=== Document segment ===
** start **
Q: "I deleted $BIG_IMPORTANT_PROPOSAL last month -- hey $IT_DUDE, can you recover it from backups?"
A: "Nope. You can check your trash folder if you haven't cleared it though"
Q: "Hey, we had an application for a patent denied, but I'm pretty sure we actually had something in place two years before, although it was very preliminary. Legal says we can resubmit with a modification.. Can you search the company emails for any of the following phrases.... and then recover the desktops of..."
A: "You can instruct every single user to log into their own account and... "
IT -- it's not that simple. Functionality -- it's not that cheap.
Look, I love Google. I think they deliver a fucking spectacular service for the $0.0 I pay them.
And cloud services, for what they pay, are often a value add.
But there's a reason they're cheap. And if you think you're going to get their support team to work overtime for less than it'd cost a full-time sysadmin or two -- you might be right. If your frequency of overtime and special cases are less than twice a year.
If you're even small (town) government sized though -- you better not try this.
But you have fun relying on the cloud and pushing your 'needs' out to third parties to whom you're about 0.0001% of their market share. Heck, at places I worked we'd usually ignore any request from anyone that was less than 10% -- although if they were actually insightful and useful we might ask a larger customer if they were interested as part of a development proposal.
And don't even get me started on what happens if this process gets adversarial. You thought that those data and logs were *your* data and logs? That you had rights to access the content in a timely manner? Was it in your contract? Did the temporary files that were flushed from the system when you migrated from east to west cloud get copied in accordance with your data retention policy? No? Well, that's mighty suspicious looking...
Before anyone goes and aggros the concept of government, try to remember first that government (as intended, anyways, prior to the inevitability that concentrated power attracts the corrupt) is supposed to be the gigantic lever by which the public can accomplish massive tasks that were too big for communities or individuals to do by themselves. Folk get together, agree on a solution, and contribute to it... and no matter what form that takes, you've just defined a government. That said, the nature (and speed) of technological advancement is changing this game. It doesn't make government bad; it just further empowers smaller units of self-government more than was previously possible... so yes, the equation can and should change... but does not serve as excuse for condemning something we've (in all of recorded human history) not been able to do long without.
Here's a good example of a light-weight (one man show) making information more readily available to citizens: http://openparliament.ca/
Politicians are part of the problem, thinking that we can legislate all sorts of things and put up road blocks to change. By making it difficult to get through the endless series of red tape, agencies and other petty dictators that just get in the way, government is the problem. This is what my (R) and (D) friends fail realize, as they keep voting for more government, then complaining about the results.
Typical Scenerio: X is a problem, we must do something, this is something therefore it must be done. It doesn't matter what the X is, nobody stops to think long enough to ask the question, why must we do anything to solve X. Perhaps X is just something we should live with, because the solution might just be worse than the problem.
** end **
=== Extracted information ===
** start **
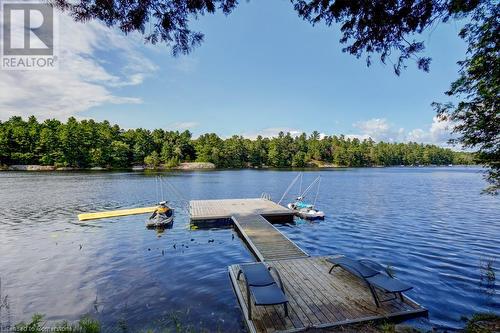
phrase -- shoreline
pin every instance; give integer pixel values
(197, 166)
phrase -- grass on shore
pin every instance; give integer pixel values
(478, 323)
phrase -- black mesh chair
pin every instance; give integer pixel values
(262, 286)
(374, 275)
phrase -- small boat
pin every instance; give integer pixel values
(161, 220)
(299, 206)
(305, 211)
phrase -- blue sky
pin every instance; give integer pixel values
(260, 69)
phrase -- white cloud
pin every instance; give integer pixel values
(186, 125)
(83, 80)
(272, 132)
(438, 132)
(379, 129)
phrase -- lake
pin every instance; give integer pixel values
(431, 225)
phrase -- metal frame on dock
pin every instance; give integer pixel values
(317, 298)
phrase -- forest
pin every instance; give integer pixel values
(87, 144)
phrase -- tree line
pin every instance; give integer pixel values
(87, 143)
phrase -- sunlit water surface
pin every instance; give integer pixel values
(430, 224)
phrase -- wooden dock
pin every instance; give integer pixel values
(201, 210)
(265, 241)
(317, 299)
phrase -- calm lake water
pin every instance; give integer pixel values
(431, 224)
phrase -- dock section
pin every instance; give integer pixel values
(317, 299)
(265, 241)
(202, 210)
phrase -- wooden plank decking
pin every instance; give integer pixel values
(265, 241)
(319, 299)
(224, 209)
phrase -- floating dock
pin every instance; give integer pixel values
(317, 299)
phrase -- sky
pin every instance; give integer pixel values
(260, 70)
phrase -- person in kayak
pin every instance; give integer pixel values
(162, 210)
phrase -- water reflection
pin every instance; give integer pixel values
(431, 225)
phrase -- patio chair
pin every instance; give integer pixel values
(261, 285)
(374, 275)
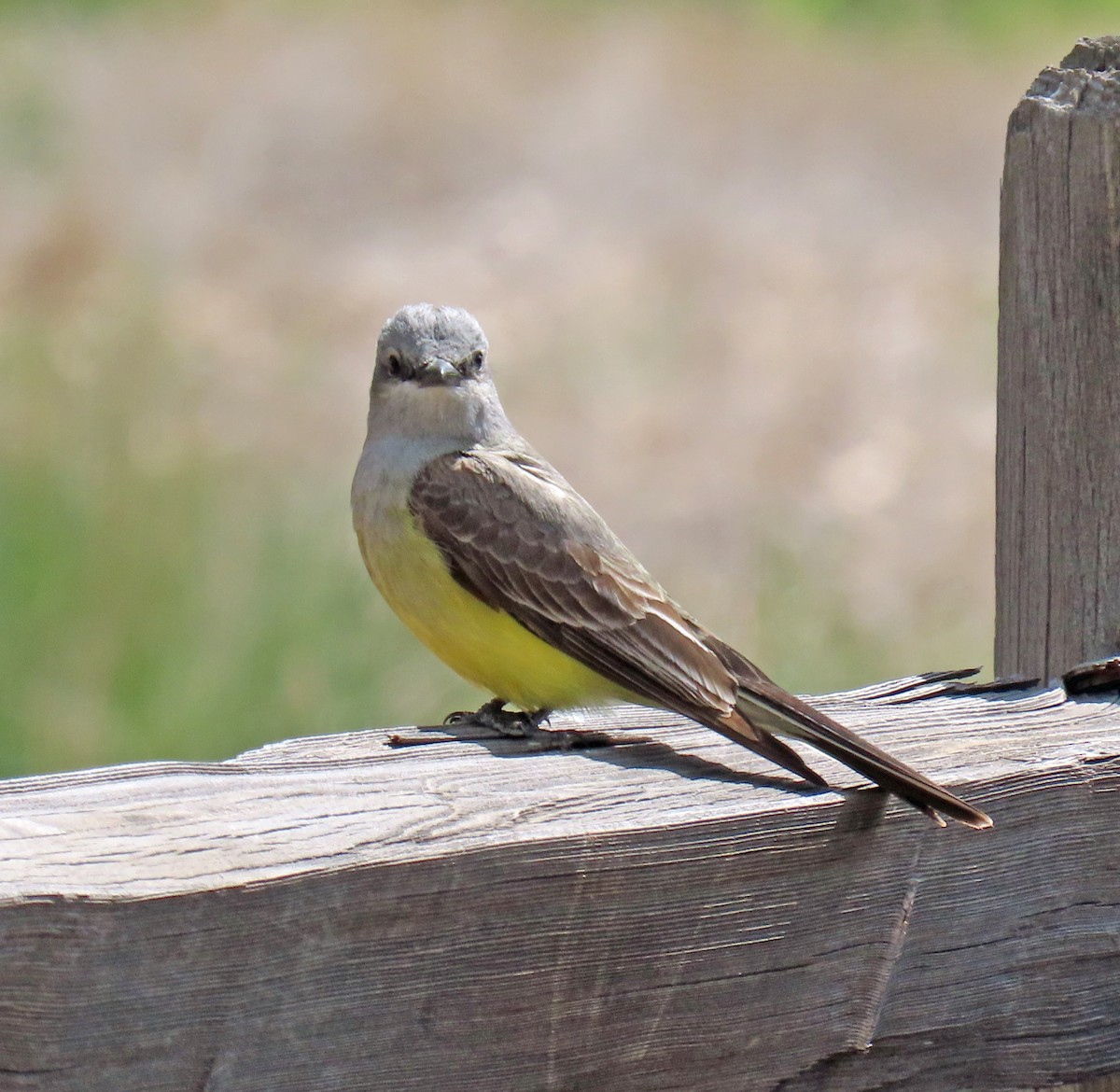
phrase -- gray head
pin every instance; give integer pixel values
(431, 379)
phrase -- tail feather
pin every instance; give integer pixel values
(768, 708)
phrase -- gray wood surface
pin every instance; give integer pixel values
(1057, 468)
(335, 914)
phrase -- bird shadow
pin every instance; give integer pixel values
(626, 751)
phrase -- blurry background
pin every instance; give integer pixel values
(737, 264)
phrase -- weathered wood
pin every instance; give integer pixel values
(333, 914)
(1057, 465)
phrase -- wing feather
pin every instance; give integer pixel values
(544, 557)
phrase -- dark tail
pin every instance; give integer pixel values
(770, 709)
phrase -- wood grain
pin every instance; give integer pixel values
(1057, 464)
(334, 914)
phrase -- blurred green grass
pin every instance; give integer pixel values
(167, 594)
(161, 599)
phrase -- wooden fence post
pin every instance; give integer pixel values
(1057, 463)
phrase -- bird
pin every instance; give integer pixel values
(508, 575)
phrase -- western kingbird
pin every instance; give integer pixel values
(493, 560)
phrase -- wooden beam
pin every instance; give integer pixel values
(335, 914)
(1057, 465)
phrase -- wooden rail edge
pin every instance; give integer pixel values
(670, 913)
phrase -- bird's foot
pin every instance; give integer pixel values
(496, 718)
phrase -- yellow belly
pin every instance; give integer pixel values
(486, 647)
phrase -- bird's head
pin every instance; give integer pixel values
(431, 380)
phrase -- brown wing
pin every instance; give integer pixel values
(516, 536)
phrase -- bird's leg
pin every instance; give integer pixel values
(515, 725)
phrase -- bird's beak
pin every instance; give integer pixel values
(437, 372)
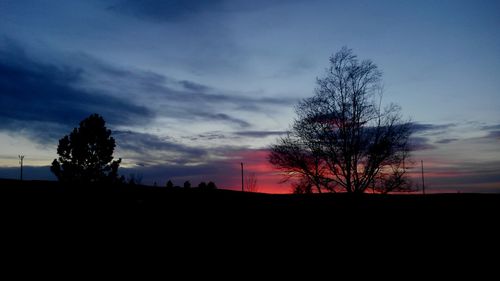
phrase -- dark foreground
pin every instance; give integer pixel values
(200, 224)
(156, 206)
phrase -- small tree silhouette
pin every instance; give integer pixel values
(170, 184)
(251, 183)
(86, 154)
(211, 185)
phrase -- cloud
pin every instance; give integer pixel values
(163, 10)
(494, 135)
(446, 141)
(149, 150)
(178, 10)
(430, 128)
(420, 143)
(36, 96)
(44, 100)
(259, 134)
(491, 127)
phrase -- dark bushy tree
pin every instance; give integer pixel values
(86, 154)
(170, 184)
(342, 140)
(211, 185)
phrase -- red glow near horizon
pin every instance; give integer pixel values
(437, 175)
(255, 161)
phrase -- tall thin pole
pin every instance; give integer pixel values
(423, 183)
(21, 158)
(242, 186)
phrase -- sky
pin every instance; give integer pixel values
(191, 89)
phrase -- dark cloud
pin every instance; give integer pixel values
(446, 141)
(430, 128)
(494, 135)
(259, 134)
(37, 96)
(29, 173)
(148, 149)
(420, 143)
(491, 127)
(45, 100)
(163, 10)
(177, 10)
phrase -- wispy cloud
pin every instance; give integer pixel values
(446, 141)
(259, 134)
(36, 97)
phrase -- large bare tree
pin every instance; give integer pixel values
(342, 138)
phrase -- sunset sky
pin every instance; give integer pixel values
(192, 88)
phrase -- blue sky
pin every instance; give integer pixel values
(189, 87)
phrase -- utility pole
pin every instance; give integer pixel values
(21, 159)
(242, 186)
(423, 183)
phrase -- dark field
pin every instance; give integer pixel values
(55, 201)
(123, 220)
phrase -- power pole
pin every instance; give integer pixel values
(423, 183)
(21, 159)
(242, 185)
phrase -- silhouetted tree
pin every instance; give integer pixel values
(170, 184)
(211, 185)
(86, 154)
(251, 183)
(134, 179)
(341, 139)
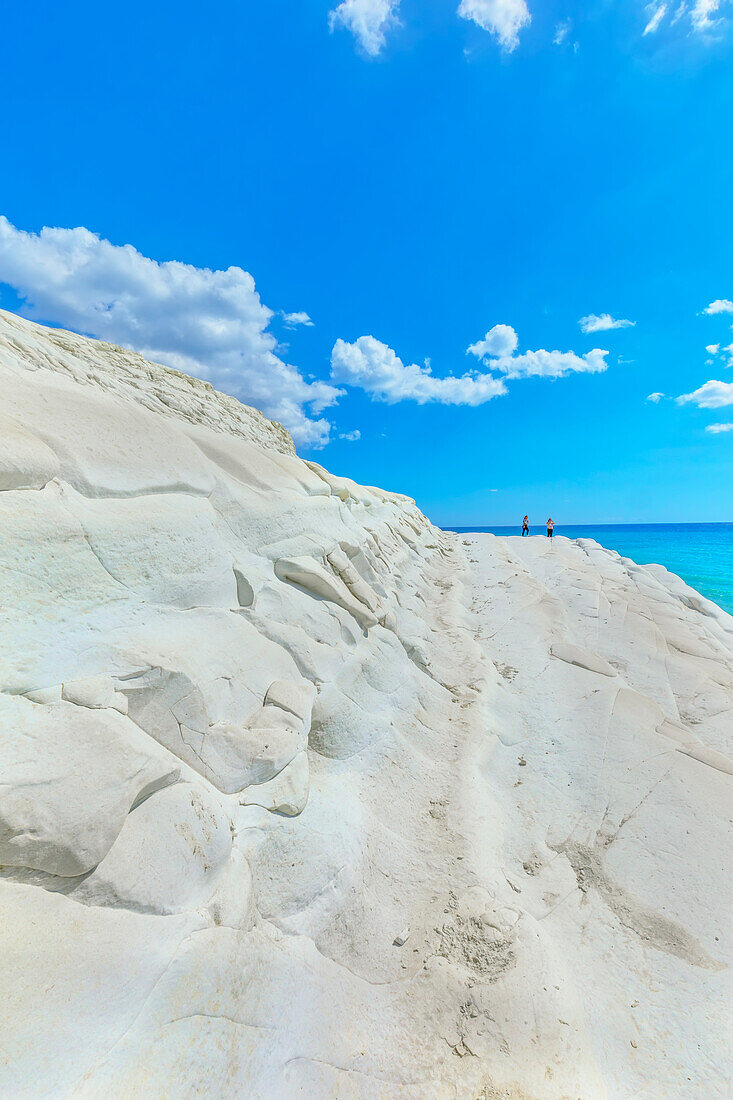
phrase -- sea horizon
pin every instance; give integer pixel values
(700, 553)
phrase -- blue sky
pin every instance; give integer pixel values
(411, 177)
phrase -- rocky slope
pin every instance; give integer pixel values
(303, 798)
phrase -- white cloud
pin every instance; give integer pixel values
(549, 364)
(210, 323)
(561, 31)
(719, 306)
(368, 20)
(702, 12)
(504, 19)
(601, 322)
(292, 320)
(501, 340)
(658, 12)
(712, 395)
(374, 367)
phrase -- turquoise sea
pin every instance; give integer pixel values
(700, 553)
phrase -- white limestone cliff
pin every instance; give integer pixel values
(301, 796)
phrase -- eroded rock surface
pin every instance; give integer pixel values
(301, 796)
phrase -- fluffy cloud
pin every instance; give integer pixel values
(294, 319)
(210, 323)
(374, 367)
(719, 306)
(712, 395)
(504, 19)
(501, 340)
(702, 13)
(724, 351)
(601, 322)
(658, 12)
(368, 20)
(549, 364)
(561, 31)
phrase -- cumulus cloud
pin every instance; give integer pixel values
(210, 323)
(501, 340)
(712, 395)
(601, 322)
(294, 319)
(561, 31)
(658, 11)
(719, 306)
(702, 13)
(498, 348)
(724, 351)
(368, 20)
(549, 364)
(373, 366)
(504, 19)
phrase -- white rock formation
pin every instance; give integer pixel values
(302, 798)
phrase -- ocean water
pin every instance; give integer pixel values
(700, 553)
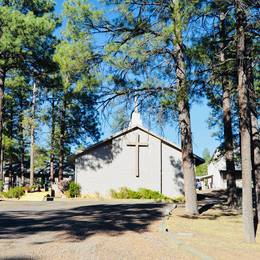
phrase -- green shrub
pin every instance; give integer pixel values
(179, 199)
(15, 192)
(1, 185)
(74, 190)
(142, 193)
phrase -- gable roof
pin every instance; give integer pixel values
(198, 160)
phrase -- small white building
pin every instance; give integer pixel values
(133, 158)
(217, 168)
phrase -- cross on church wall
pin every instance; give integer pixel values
(137, 144)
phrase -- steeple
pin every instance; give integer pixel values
(136, 117)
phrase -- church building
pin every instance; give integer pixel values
(134, 158)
** end **
=== Complete the following ===
[1] Return, character for character, everything in the cloud-services discussion from "If you're even" down to "a development proposal.".
[2] Decide whether each statement agrees with the cloud-services discussion. Answer yes or no for each, and quote the deciding words.
(a) The writer states that at places they worked, requests from anyone below 10% were usually ignored.
(b) The writer advises organizations the size of a small-town government to rely on a cloud provider's support team.
(c) The writer presents openparliament.ca as the work of a large team.
Rely solely on the cloud-services discussion above, not on the items.

=== Task-by-task solutions ===
[1]
If you're even small (town) government sized though -- you better not try this.
But you have fun relying on the cloud and pushing your 'needs' out to third parties to whom you're about 0.0001% of their market share. Heck, at places I worked we'd usually ignore any request from anyone that was less than 10% -- although if they were actually insightful and useful we might ask a larger customer if they were interested as part of a development proposal.

[2]
(a) Yes: "at places I worked we'd usually ignore any request from anyone that was less than 10%"
(b) No: "If you're even small (town) government sized though -- you better not try this."
(c) No: "Here's a good example of a light-weight (one man show) making information more readily available to citizens"